> TO DO: Write out every entry exactly as it appears.

>> Start

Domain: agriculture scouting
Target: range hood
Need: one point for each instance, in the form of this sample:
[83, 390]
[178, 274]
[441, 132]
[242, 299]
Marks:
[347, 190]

>> End

> COMPLETE RESPONSE:
Domain: agriculture scouting
Target: range hood
Need: one point for each instance, in the form of this sample:
[83, 390]
[178, 274]
[441, 132]
[242, 299]
Marks:
[347, 190]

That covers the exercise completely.